[VORLIEGENDER TEXT]

===

Das FA ist der Beschwerde entgegengetreten.

 

Entscheidungsgründe

II. Die Beschwerde ist unbegründet.

a) Die von der Klägerin zitierten Rechtssätze des FG und des BFH ergeben keine entscheidungserhebliche Abweichung i.S. des § 115 Abs. 2 Nr. 2 der Finanzgerichtsordnung (FGO). Eine Abweichung abstrakter Rechtssätze beider Gerichte führt nur dann zur Zulassung der Revision, wenn die Möglichkeit besteht, daß das Urteil des FG auf der Grundlage der divergierenden Ansicht des BFH anders ausgefallen wäre (vgl. BFH-Beschluß vom 17. Mai 1995 II B 10/95, BFH/NV 1995, 1044). Diese Möglichkeit besteht aber nur dann, wenn es sich bei dem herausgestellten abstrakten Rechtssatz des FG um einen tragenden Rechtssatz seiner Entscheidung handelt. Dies trifft auf den von der Klägerin wiedergegebenen Rechtssatz aus der Vorentscheidung nicht zu. Das FG hat diesen Rechtssatz nämlich unmittelbar anschließend im nächsten Absatz dahin eingeschränkt, daß es denkbar sei, daß sich die Erwerber sämtlicher Miteigentumsanteile eines noch unbebauten Grundstücks zu einer Bauherrengemeinschaft zusammenschließen und gemeinsam das gesamte Gebäude errichten. Die Voraussetzungen dieser Einschränkung, die dem wiedergegebenen Rechtssatz aus der genannten BFH-Entscheidung entspricht, hat es sodann verneint. Der um diese Einschränkung verkürzte Rechtssatz des FG ist somit für die Entscheidung nicht tragend gewesen; wird er aber um diese Einschränkung ergänzt, fehlt es bereits an einer Abweichung.

===

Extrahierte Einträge
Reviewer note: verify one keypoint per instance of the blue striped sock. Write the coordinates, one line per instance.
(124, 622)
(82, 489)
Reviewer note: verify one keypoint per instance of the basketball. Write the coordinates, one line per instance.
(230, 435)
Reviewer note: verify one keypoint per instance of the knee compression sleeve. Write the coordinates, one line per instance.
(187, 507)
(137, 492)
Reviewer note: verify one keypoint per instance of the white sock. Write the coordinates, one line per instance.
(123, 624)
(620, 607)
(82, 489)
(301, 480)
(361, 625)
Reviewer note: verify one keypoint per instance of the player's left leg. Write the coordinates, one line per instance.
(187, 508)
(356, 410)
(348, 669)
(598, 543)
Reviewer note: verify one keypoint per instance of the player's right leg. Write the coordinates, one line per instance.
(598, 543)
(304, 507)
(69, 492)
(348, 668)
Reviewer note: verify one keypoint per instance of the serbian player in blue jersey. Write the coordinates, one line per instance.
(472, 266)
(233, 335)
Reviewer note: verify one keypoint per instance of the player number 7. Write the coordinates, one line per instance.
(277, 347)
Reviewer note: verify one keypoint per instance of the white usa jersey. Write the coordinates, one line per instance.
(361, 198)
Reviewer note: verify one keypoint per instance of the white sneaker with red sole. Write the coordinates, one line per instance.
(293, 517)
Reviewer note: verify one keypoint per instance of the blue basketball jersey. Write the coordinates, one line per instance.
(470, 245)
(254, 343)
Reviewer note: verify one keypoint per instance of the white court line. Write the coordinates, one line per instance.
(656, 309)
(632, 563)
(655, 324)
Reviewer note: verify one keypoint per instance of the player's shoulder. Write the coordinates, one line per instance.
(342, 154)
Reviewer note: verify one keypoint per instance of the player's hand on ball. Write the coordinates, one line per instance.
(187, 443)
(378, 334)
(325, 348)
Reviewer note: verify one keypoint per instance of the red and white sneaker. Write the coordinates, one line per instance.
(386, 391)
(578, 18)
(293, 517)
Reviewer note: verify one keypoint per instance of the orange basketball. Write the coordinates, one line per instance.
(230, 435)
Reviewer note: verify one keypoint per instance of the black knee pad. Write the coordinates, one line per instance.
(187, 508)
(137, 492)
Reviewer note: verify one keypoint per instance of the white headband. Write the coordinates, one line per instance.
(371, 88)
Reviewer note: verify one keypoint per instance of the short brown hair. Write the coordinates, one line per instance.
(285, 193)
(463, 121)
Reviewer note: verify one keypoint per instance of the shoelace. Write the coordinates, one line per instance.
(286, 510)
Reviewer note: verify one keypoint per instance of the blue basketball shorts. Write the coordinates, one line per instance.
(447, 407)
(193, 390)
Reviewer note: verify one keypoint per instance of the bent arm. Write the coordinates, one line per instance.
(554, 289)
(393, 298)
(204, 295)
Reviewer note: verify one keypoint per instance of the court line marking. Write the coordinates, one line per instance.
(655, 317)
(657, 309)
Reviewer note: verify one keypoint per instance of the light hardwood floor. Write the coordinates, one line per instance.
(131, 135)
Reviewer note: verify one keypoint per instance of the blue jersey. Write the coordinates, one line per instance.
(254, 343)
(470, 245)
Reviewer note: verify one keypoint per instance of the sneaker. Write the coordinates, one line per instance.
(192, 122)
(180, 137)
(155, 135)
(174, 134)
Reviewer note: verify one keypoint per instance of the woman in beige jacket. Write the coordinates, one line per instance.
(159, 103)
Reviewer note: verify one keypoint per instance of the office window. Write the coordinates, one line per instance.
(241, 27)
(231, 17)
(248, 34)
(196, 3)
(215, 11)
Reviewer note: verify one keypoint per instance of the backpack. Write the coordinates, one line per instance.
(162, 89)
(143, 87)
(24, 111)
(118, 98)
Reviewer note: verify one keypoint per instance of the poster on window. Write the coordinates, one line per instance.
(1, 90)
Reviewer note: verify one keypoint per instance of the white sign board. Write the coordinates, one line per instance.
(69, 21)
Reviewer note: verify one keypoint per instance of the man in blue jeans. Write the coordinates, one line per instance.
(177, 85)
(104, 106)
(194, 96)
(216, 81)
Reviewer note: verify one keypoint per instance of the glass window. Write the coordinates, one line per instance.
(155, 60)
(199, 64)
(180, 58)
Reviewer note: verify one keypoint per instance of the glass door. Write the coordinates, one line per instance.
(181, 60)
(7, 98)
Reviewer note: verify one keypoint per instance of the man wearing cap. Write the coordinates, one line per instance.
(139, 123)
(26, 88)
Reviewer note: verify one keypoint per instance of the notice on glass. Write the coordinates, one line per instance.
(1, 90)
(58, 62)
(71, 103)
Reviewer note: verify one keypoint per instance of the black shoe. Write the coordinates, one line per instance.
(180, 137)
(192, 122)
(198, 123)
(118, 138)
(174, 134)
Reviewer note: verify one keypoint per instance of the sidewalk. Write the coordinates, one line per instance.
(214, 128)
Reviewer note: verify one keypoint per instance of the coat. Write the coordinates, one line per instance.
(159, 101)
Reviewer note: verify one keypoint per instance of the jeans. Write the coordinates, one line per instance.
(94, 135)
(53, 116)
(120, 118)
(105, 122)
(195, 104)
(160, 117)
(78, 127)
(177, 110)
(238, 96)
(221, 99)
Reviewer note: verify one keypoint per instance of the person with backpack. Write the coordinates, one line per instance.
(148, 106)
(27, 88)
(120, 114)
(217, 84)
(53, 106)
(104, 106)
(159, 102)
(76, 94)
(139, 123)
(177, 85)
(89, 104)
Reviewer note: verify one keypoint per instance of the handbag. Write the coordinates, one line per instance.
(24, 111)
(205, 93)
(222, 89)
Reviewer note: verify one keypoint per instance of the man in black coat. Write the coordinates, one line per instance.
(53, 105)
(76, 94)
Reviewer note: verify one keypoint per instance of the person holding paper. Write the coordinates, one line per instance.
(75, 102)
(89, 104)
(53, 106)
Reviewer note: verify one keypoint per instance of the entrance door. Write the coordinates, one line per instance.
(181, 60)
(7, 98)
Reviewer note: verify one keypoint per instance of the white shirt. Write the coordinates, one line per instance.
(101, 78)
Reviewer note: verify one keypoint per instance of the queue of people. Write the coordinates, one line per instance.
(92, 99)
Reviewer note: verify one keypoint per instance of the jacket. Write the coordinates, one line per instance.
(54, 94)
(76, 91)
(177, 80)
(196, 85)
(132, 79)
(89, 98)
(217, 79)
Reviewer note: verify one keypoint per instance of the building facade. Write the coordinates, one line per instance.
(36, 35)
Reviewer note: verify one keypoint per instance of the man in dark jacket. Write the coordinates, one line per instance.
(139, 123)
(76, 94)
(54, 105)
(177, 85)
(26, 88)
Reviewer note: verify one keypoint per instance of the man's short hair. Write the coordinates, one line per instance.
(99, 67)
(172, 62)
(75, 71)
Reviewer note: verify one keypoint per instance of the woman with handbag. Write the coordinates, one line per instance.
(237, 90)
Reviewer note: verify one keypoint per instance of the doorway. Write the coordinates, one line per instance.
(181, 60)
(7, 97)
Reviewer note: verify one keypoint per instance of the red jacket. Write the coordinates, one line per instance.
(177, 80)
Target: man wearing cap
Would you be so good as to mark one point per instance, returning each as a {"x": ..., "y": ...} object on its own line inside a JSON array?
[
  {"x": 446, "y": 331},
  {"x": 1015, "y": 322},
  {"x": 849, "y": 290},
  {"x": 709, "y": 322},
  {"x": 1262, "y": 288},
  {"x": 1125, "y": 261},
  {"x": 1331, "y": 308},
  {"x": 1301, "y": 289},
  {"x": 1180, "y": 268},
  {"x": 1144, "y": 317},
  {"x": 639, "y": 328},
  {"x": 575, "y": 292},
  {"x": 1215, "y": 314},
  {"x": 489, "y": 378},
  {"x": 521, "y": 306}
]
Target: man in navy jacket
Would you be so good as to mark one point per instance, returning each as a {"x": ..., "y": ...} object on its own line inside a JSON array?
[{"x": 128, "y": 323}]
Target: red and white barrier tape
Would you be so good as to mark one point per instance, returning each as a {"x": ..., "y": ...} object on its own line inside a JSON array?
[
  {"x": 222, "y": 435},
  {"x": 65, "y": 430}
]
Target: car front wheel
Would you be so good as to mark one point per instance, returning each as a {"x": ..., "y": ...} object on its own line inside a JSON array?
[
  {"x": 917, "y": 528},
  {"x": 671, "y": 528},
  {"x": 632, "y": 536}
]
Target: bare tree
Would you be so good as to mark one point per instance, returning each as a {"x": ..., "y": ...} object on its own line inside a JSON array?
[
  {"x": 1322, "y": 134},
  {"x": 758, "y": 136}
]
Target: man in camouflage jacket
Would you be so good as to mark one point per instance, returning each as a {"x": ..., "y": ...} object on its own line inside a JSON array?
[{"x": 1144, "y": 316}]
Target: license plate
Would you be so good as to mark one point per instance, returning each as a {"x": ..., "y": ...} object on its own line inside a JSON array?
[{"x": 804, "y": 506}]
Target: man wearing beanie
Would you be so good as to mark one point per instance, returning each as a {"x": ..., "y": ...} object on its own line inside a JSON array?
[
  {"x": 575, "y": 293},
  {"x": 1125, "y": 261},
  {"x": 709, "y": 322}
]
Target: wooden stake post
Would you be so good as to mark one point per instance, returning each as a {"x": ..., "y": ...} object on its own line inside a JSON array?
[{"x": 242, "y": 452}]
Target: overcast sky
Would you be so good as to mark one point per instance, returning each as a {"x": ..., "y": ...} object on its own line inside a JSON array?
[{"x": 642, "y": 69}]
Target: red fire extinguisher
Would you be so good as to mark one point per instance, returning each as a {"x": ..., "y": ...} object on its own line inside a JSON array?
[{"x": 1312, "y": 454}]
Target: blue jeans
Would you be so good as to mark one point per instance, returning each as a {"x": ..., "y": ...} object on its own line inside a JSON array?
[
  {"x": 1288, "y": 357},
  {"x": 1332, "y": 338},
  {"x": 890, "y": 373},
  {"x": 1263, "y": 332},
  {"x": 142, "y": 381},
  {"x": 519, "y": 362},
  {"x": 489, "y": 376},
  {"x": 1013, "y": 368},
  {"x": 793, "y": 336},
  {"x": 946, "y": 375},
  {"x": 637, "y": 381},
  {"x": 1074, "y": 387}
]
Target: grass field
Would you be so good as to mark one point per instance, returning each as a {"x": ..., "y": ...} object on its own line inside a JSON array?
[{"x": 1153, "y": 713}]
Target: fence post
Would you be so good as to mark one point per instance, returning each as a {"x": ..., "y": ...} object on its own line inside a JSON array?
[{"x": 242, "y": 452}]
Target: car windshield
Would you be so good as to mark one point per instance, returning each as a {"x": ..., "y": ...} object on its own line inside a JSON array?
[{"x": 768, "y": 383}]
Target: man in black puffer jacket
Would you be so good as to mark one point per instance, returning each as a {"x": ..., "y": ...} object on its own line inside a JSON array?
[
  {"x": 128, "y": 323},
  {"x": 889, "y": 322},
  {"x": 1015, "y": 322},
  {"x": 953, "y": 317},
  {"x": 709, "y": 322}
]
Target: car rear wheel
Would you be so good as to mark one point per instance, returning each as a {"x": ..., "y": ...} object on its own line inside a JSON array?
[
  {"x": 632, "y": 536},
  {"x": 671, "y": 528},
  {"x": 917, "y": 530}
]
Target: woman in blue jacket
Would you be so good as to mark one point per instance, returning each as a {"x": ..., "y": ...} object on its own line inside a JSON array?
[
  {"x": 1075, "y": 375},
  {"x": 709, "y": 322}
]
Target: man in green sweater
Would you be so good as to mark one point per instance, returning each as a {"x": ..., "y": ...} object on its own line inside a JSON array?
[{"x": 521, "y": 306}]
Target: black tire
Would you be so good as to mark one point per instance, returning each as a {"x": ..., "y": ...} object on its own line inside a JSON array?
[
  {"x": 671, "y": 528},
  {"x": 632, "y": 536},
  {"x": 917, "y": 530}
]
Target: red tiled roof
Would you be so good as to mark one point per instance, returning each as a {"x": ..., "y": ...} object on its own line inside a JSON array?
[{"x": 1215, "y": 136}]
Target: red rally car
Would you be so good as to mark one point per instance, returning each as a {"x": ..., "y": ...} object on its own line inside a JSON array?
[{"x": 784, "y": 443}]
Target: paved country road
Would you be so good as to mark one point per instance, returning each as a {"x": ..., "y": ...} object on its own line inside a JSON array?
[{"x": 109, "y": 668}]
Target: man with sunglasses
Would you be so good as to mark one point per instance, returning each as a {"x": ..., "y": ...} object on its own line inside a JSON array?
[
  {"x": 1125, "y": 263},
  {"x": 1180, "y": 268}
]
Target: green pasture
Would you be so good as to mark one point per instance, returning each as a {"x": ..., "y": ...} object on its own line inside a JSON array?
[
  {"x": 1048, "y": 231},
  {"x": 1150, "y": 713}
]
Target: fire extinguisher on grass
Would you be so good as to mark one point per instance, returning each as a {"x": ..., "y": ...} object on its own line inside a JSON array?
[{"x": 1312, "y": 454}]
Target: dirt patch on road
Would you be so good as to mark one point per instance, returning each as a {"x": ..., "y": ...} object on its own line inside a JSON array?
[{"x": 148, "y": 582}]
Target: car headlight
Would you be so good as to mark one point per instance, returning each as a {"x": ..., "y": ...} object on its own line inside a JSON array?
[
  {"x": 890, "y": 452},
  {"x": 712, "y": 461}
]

===

[ERFORDERLICHE SCHRITTE]
**1)** Welcher BFH-Beschluss wird im Text zur Beschwerdeentscheidung als Beleg angeführt?
**2)** Gib jede Zeile der Einträge an, in der die Zeichenfolge "grass" vorkommt, und achte dabei auf Groß- und Kleinschreibung.
Der Text und die Einträge stehen in keinem Zusammenhang miteinander.

[LÖSUNGEN JE AUFGABE]
**1)** Der BFH-Beschluß vom 17. Mai 1995 II B 10/95, BFH/NV 1995, 1044.

**2)**
Target: grass field
Target: fire extinguisher on grass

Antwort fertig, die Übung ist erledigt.